> **GIVEN EXERCISE A**
According to the text on spring-mass trajectory libraries, what does the abbreviation SLIP stand for?
> **GIVEN EXERCISE B**
Reproduce the portion of the text on spring-mass trajectory libraries starting with "1. Foundations: Dynamical" and going on through "et al., 2019).".
> **GIVEN EXERCISE C**
Write what comes next in the text on spring-mass trajectory libraries, picking up after its final sentence.

> **READING TEXT**

▬▬▬

Spring-Mass Trajectory Libraries

• Spring-Mass Trajectory Libraries are comprehensive, precomputed sets defining periodic or transient solutions of spring-mass systems for vibrational analysis and legged locomotion.
• They use Lie-algebraic methods and normal mode decomposition to derive eigenfrequencies, mode shapes, and closed-form trajectory functions for varied system parameters.
• The libraries enable real-time control through deadbeat gain selection and efficient trajectory retrieval, ensuring robust performance under uncertainties in robotics.

Spring-mass trajectory libraries are comprehensive, precomputed sets of solutions to the equations of motion governing spring-mass systems, structured for efficient retrieval and application in both classical vibrational analysis and biomimetic locomotion control. These libraries encode parameterized families of periodic or transient state trajectories—typically center-of-mass or mass node positions—supporting analyses and control approaches across disciplines including physics, applied mathematics, and robotics (Urzúa et al., 2019, Sovukluk et al., 15 Dec 2025).

1. Foundations: Dynamical Systems and Model Classes

Spring-mass models fall into two main categories: multi-degree-of-freedom lattices (chains or networks of masses and springs), and reduced-order hybrid models for legged locomotion (e.g., the spring-loaded inverted pendulum, or SLIP, template). The canonical Hamiltonian for a chain of $N$ masses with nearest-neighbor springs is

$$H = \frac{1}{2}\sum_{i=1}^N \frac{p_i^2}{m_i} + \frac{1}{2}\sum_{i=1}^{N} k_i\bigl(x_{i+1}-x_i\bigr)^2,$$

with appropriate boundary conditions ($x_{N+1} \equiv x_1$ for circular; fixed or free for linear chains). The resulting equations of motion underlie all linear vibrational analyses and form the basis for constructing trajectory libraries for arbitrary mass and stiffness profiles (Urzúa et al., 2019).

▬▬▬

> **EXCERPTED DATA**
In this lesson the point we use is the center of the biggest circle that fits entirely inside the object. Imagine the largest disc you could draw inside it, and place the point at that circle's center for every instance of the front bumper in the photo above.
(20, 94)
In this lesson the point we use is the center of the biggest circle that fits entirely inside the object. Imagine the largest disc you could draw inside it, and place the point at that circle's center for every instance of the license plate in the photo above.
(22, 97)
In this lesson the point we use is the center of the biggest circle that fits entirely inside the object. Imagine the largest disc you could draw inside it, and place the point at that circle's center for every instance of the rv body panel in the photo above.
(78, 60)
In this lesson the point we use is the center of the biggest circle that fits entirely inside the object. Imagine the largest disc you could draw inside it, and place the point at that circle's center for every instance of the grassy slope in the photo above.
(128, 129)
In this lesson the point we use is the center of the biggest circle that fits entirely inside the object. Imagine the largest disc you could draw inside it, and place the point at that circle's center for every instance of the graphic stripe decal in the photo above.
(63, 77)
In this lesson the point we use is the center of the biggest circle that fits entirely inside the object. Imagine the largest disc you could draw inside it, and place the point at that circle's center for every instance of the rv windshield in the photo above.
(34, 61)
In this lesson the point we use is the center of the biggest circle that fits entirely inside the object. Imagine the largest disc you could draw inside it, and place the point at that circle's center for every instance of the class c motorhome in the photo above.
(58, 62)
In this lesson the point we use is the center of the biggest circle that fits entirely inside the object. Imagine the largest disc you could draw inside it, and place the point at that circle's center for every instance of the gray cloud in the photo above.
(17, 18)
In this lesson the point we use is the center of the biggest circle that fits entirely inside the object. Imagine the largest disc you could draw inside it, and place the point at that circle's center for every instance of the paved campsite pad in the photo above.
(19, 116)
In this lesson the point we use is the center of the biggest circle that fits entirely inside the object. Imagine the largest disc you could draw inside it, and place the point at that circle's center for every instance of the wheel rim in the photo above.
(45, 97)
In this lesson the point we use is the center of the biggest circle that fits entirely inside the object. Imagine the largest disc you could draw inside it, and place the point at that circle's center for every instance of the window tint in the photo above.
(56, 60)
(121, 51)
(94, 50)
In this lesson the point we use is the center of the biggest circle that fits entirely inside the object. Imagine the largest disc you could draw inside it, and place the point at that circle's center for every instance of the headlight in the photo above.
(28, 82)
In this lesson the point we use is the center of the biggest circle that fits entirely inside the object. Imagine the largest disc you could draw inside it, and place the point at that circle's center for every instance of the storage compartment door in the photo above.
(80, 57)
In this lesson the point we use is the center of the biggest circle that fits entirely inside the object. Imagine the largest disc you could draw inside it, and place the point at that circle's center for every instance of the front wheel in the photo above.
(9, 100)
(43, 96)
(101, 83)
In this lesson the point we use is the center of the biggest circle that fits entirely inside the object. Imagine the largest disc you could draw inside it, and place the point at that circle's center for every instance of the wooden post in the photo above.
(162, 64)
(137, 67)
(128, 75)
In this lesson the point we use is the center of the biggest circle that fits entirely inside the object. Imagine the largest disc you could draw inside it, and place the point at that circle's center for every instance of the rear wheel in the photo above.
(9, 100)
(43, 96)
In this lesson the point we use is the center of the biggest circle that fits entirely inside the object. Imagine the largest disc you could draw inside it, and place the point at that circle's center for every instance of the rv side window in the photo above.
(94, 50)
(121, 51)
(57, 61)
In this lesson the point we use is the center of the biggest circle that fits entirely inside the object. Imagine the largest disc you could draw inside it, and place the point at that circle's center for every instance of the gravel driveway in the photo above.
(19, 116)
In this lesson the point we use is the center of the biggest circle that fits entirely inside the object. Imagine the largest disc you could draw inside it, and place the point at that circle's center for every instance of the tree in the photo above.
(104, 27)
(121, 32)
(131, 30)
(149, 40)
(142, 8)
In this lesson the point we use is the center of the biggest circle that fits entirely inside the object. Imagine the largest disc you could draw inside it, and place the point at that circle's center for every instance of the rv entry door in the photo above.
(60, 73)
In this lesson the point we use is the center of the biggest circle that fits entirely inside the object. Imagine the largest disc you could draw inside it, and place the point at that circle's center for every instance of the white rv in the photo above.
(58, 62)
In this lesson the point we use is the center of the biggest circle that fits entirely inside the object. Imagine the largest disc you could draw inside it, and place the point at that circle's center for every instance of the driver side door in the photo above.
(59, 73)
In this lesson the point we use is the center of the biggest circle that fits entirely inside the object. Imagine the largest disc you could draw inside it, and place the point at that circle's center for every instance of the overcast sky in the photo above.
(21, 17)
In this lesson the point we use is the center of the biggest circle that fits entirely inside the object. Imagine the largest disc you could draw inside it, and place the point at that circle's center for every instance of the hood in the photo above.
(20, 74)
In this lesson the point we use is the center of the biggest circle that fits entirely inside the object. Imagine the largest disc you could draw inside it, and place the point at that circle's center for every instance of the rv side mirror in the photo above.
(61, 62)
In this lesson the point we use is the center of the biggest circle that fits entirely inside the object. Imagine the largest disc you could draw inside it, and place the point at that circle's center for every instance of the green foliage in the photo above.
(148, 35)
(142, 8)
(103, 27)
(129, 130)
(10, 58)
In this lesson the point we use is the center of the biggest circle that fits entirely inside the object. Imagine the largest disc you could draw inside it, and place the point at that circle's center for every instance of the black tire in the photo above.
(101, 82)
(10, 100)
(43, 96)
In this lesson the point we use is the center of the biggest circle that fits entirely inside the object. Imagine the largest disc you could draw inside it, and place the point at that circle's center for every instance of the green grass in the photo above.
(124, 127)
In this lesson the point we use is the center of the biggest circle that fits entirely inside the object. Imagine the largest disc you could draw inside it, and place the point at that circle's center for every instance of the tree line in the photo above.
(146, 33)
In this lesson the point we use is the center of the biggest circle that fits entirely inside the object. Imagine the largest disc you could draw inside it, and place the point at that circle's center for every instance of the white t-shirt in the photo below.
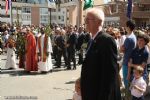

▬▬▬

> **EXPECTED OUTPUT A**
Spring-loaded inverted pendulum.

> **EXPECTED OUTPUT B**
1. Foundations: Dynamical Systems and Model Classes

Spring-mass models fall into two main categories: multi-degree-of-freedom lattices (chains or networks of masses and springs), and reduced-order hybrid models for legged locomotion (e.g., the spring-loaded inverted pendulum, or SLIP, template). The canonical Hamiltonian for a chain of $N$ masses with nearest-neighbor springs is

$$H = \frac{1}{2}\sum_{i=1}^N \frac{p_i^2}{m_i} + \frac{1}{2}\sum_{i=1}^{N} k_i\bigl(x_{i+1}-x_i\bigr)^2,$$

with appropriate boundary conditions ($x_{N+1} \equiv x_1$ for circular; fixed or free for linear chains). The resulting equations of motion underlie all linear vibrational analyses and form the basis for constructing trajectory libraries for arbitrary mass and stiffness profiles (Urzúa et al., 2019).

> **EXPECTED OUTPUT C**
For biomimetic locomotion, the 3D SLIP template is defined by the center-of-mass (CoM) position $\mathbf{p}_c$, fixed foot point $\mathbf{p}_f$, leg vector $\mathbf{r}=\mathbf{p}_c-\mathbf{p}_f$, mass $m$, stiffness $k$, rest length $r_0$, and touchdown angles $(\theta_1,\theta_2)$, with hybrid stance and flight phases dictated by norm thresholds $\|\mathbf{r}\| < r_0$ and apex-to-apex periodic search (Sovukluk et al., 15 Dec 2025).

2. Lie-Algebraic Methods and Normal Mode Decomposition

For finite-dimensional spring-mass networks, Lie-algebraic structure facilitates diagonalization of the dynamical matrix $\mathbf{M}$.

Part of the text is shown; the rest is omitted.